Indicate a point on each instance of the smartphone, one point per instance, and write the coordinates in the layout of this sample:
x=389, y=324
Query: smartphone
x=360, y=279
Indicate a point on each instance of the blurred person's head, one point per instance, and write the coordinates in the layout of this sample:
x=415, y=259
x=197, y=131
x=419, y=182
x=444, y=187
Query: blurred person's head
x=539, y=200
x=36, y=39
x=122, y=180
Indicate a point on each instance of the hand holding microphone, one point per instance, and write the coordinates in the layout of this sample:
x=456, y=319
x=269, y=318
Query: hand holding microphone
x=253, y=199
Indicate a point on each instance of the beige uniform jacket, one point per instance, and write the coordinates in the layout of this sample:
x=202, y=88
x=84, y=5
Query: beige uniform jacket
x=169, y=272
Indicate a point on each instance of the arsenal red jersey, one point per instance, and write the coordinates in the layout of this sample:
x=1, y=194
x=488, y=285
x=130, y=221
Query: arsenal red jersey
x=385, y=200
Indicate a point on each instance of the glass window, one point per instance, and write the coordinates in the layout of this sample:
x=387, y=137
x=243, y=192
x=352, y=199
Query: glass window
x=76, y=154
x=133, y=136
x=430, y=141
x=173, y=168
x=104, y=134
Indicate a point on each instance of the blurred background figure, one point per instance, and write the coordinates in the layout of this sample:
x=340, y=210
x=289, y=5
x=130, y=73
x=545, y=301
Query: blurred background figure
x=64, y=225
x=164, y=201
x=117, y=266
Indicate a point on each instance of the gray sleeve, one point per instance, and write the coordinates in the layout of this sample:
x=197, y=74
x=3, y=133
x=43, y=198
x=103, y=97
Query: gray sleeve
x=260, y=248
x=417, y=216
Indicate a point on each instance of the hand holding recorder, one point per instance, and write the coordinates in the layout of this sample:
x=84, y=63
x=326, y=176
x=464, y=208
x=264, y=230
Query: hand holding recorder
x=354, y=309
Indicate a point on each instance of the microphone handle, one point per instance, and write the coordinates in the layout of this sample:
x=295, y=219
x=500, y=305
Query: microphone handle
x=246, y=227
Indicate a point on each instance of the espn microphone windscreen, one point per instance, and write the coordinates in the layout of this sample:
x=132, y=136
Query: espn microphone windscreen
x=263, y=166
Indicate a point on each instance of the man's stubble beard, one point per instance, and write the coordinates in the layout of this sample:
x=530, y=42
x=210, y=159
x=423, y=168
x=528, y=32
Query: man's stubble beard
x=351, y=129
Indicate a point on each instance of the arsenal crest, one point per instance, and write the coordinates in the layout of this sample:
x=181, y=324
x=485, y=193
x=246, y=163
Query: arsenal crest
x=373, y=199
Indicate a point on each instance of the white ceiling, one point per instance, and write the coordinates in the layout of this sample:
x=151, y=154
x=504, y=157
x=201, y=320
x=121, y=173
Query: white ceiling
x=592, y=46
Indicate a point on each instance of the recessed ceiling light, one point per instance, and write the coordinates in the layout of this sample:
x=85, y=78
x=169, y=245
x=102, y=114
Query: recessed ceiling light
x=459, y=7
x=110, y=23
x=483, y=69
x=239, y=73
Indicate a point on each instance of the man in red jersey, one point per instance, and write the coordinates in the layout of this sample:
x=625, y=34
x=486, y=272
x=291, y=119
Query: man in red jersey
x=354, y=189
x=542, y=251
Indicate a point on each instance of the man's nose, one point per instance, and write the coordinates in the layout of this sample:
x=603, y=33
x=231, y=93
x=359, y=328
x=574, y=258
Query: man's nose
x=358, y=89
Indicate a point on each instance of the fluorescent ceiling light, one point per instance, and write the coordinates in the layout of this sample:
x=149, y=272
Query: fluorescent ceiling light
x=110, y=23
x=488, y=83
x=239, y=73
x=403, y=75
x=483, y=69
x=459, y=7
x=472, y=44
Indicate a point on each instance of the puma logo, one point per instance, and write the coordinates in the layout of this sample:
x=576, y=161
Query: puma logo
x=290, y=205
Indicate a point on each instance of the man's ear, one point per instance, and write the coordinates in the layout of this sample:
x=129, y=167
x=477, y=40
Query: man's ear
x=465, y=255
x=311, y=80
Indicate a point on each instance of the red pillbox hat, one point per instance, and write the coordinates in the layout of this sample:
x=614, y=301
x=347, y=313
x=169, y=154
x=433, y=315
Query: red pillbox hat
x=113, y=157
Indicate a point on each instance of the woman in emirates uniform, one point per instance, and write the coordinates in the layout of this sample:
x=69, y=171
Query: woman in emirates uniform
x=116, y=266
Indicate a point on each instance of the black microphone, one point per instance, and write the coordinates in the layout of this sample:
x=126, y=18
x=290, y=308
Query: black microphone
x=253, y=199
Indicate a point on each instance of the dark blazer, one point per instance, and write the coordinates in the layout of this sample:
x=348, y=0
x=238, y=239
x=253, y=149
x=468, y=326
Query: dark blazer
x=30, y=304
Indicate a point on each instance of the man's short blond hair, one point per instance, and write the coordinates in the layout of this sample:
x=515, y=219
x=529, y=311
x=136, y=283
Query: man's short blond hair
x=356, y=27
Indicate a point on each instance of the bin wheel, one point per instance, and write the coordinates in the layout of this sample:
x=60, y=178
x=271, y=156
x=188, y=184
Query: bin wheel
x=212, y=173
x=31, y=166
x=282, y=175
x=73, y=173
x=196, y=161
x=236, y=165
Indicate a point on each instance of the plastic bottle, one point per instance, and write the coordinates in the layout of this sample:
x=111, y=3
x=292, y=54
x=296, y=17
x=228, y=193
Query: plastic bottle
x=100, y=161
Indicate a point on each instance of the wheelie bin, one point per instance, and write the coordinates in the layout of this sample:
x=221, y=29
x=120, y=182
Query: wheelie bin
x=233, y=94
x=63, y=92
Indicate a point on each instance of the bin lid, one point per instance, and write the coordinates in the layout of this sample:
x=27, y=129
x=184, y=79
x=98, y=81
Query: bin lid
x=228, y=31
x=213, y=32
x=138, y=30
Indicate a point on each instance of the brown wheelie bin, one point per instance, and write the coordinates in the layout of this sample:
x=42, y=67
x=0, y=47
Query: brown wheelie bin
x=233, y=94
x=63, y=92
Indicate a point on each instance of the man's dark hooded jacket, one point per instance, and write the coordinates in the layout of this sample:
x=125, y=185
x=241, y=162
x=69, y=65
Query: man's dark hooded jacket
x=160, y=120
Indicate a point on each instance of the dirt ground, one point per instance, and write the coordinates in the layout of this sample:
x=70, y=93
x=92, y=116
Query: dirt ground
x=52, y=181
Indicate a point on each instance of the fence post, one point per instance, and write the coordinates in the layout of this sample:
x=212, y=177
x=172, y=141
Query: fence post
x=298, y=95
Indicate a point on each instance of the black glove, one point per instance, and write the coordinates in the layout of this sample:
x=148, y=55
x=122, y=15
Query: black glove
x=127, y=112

****************************************

**Exercise goal:** Quote everything from the line containing "Indicate a point on each instance of the black microphone, one" down to the line containing "x=30, y=304", word for word and including both of those lines.

**The output:**
Indicate a point on each instance of the black microphone, one point per instance, and write the coordinates in the layout of this sample:
x=126, y=18
x=290, y=308
Query: black microphone
x=253, y=199
Indicate a point on each instance of the dark blazer, one point per instance, and write the coordinates in the layout of this sample:
x=348, y=0
x=238, y=239
x=253, y=149
x=468, y=326
Query: dark blazer
x=30, y=304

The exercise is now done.